«Velho capitão»

OPINIÃO22.07.202206:30

Talvez demoremos ainda um tempo a perceber a importância da entrevista de Jorge Costa

N OS últimos largos tempos, não me lembro, digo-o com toda a franqueza, caro leitor, de um testemunho tão relevante, tão genuíno, tão verdadeiro, tão inteiro, como o deixado na entrevista concedida por Jorge Costa ao canal de televisão de A BOLA, e que naturalmente o jornal desta casa reproduziu, com grande impacto, nas páginas da edição do último sábado, 16 julho, faz amanhã oito dias. Se o leitor não a leu, nem a viu em A BOLA TV, vai muito a tempo de a descobrir, por um lado, na edição digital do jornal, subscrevendo, para isso, os conteúdos exclusivos em www.abola.pt, de acesso a todas as grandes entrevistas, reportagens, notícias de A BOLA, mas vai também a tempo de a rever na sua A BOLA TV, que este próximo domingo, 24 de julho, voltará precisamente a repeti-la, a partir das 17.30 horas. Não a perca.
Se começo por fazer, nestas primeiras linhas, tanta publicidade à indispensável leitura ou audição da entrevista de Jorge Costa conduzida pela jornalista Irene Palma, é porque verei sempre com pena, com toda a sinceridade, que os portugueses verdadeiros adeptos do futebol, independentemente do clube da sua paixão, não testemunhem, eles próprios, a dimensão, importância e verdadeiro significado de muitas das palavras ditas por uma das maiores estrelas que a geração de 90 produziu no futebol português, não necessariamente um talento como Rui Costa, Luís Figo ou João Vieira Pinto, mas sobretudo um autêntico líder, que muito marcou o sucesso, nacional e internacional, de um FC Porto que venceu, a dada altura, melhor do que num sonho, rigorosamente tudo o que pela frente teve para vencer.
Vale a pena recordar, também, o que na entrevista a jornalista Irene Palma deixa bem sublinhado: Jorge Costa exibe um currículo com oito títulos de campeão nacional, oito Supertaças, cinco Taças de Portugal, uma Taça UEFA (hoje Liga Europa), uma Liga dos Campeões, uma Taça Intercontinental, tudo no seu amado FC Porto, e, last but not least, um dos memoráveis títulos de campeão do mundo de Sub-20, por Portugal.
No FC Porto, não me ocorrem, com toda a franqueza, muitos jogadores com o currículo de Jorge Costa. Mais títulos de campeão nacional pelos portistas, por exemplo, assim de repente, creio que apenas Vítor Baía (10) e João Pinto (9) - lendário capitão na conquista da primeira Taça dos Campeões Europeus, em 1987 -, e uma breve passagem pelos arquivos mostra-me, por exemplo, como históricos como Domingos, André, Jaime Magalhães e Aloísio foram todos (excecionais) campeões nacionais por sete vezes, menos uma do que Jorge Costa.

CONJUNTO DE REGISTOS >>
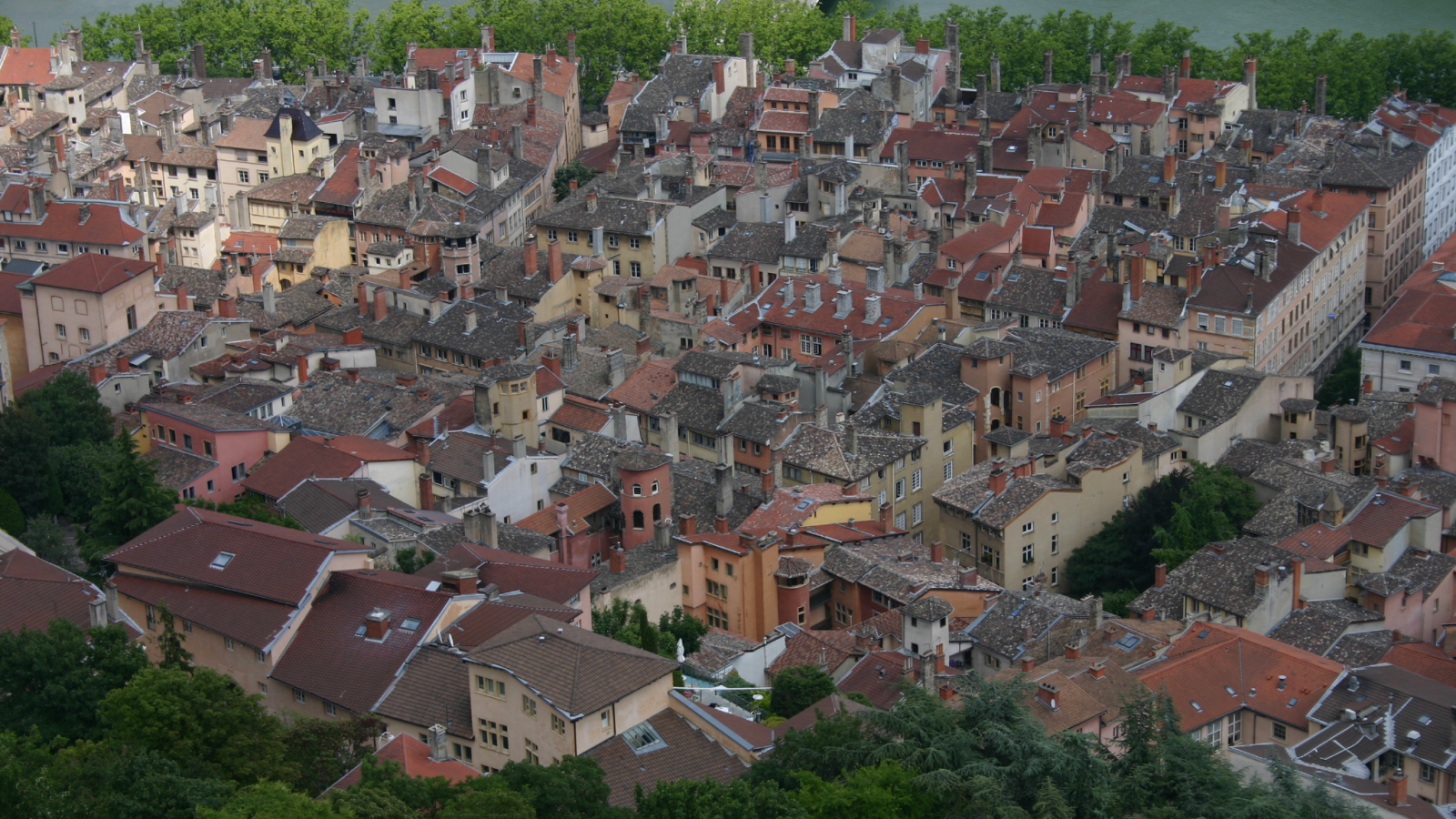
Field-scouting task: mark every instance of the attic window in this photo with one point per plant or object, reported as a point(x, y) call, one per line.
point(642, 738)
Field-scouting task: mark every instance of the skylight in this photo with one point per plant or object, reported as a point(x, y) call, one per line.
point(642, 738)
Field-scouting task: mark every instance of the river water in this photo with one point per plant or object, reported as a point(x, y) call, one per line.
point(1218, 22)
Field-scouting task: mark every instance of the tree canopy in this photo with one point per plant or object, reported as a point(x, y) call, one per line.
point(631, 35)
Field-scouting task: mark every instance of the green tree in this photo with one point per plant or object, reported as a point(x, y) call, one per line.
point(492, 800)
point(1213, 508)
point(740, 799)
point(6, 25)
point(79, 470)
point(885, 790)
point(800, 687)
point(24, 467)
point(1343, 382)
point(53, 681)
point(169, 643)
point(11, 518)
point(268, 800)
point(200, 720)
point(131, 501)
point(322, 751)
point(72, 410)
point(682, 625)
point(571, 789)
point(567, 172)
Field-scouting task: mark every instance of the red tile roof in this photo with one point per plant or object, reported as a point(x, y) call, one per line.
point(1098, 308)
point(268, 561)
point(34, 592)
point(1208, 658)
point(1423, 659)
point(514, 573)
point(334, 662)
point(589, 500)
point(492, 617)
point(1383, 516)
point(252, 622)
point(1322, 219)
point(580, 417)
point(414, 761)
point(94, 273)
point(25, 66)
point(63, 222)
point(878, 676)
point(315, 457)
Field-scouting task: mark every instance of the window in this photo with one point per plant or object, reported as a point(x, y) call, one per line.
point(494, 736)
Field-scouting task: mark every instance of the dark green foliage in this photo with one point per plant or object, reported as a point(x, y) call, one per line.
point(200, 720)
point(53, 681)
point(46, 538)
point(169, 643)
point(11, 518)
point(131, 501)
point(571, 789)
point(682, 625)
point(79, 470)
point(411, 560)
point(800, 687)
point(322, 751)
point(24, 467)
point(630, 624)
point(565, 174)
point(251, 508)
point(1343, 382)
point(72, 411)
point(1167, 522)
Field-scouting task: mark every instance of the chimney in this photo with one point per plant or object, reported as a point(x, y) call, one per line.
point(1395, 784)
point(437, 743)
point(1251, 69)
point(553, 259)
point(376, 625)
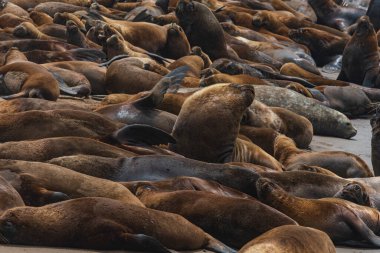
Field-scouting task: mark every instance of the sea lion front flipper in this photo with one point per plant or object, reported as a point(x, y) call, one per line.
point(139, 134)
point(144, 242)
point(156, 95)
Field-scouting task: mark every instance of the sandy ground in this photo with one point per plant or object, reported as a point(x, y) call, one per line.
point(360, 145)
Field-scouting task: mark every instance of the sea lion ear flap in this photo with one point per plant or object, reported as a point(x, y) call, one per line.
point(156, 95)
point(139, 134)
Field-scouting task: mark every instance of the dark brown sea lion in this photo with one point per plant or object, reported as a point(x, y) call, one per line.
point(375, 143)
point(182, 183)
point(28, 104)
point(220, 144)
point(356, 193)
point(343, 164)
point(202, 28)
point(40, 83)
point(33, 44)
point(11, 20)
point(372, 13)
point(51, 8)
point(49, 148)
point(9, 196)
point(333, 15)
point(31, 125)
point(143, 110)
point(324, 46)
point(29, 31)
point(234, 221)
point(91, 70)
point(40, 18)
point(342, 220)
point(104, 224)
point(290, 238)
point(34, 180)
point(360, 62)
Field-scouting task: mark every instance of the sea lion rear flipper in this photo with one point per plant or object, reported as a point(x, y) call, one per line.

AS TAREFAS >>
1) Volta a escrever o trecho do excerto sobre Jorge Costa que começa em "N OS últimos" e vai até "Não a perca.", mas troca "Jorge Costa" por "o antigo capitão".
2) Continua a crónica de opinião sobre Jorge Costa a partir da última frase que aparece.

RESPOSTAS POR ORDEM >>
1)
N OS últimos largos tempos, não me lembro, digo-o com toda a franqueza, caro leitor, de um testemunho tão relevante, tão genuíno, tão verdadeiro, tão inteiro, como o deixado na entrevista concedida por o antigo capitão ao canal de televisão de A BOLA, e que naturalmente o jornal desta casa reproduziu, com grande impacto, nas páginas da edição do último sábado, 16 julho, faz amanhã oito dias. Se o leitor não a leu, nem a viu em A BOLA TV, vai muito a tempo de a descobrir, por um lado, na edição digital do jornal, subscrevendo, para isso, os conteúdos exclusivos em www.abola.pt, de acesso a todas as grandes entrevistas, reportagens, notícias de A BOLA, mas vai também a tempo de a rever na sua A BOLA TV, que este próximo domingo, 24 de julho, voltará precisamente a repeti-la, a partir das 17.30 horas. Não a perca.

2)
Mesmo no Benfica, e com o domínio avassalador nas décadas de 60 e 70, julgo que apenas monstruosas figuras como Eusébio (o maior de todos, 11 vezes campeão nacional), Mário Coluna, António Simões, Nené ou Bento (10), por exemplo, batem o número de títulos de campeão conquistados por Jorge Costa, que marcará sempre a história do FC Porto e do futebol português não propriamente pelo talento individual - ficou conhecido como um defesa-central extraordinariamente competente, sólido e competitivo, a quem o companheiro Fernando Couto alcunhou, e bem, de «bicho» - mas pelo caráter, liderança, ambição, espírito, determinação e indomável vontade de vencer. Pode Jorge Costa orgulhar-se de outra memória inapagável: foi, pelos dragões, o capitão do inesquecível pentacampeonato (entre 1995 e 99), o capitão da vitória na Taça UEFA de 2003, o capitão na vitória na Liga dos Campeões de 2004 e o capitão na vitória na Taça Intercontinental de 2004. Não é pouco!
 

 


Quanto melhor se compreender a dimensão da figura de Jorge Costa, o estatuto e a carreira como jogador de mais de 15 anos, melhor também se entenderá o peso, o significado e a importância, lá está, de muito do que ele disse na marcante entrevista que concedeu a A BOLA. Valerá a pena lê-la e relê-la, vê-la e revê-la, admitindo que, à primeira, talvez não se tome a indispensável atenção nem se compreenda o verdadeiro impacto de algumas das declarações de Jorge Costa, sobretudo se pensarmos num universo geralmente tido como mais blindado e conservador como é o universo do FC Porto, onde a concentração do poder e a ordem quase militarmente imposta convivem mal com figuras desalinhadas, sobretudo se essas figuras têm a história que Jorge Costa tem e se assumem, como ele faz questão de se assumir, tão profunda e apaixonadamente portistas (ninguém o conseguirá questionar!!!) e, ao mesmo tempo, tão marcadamente independente.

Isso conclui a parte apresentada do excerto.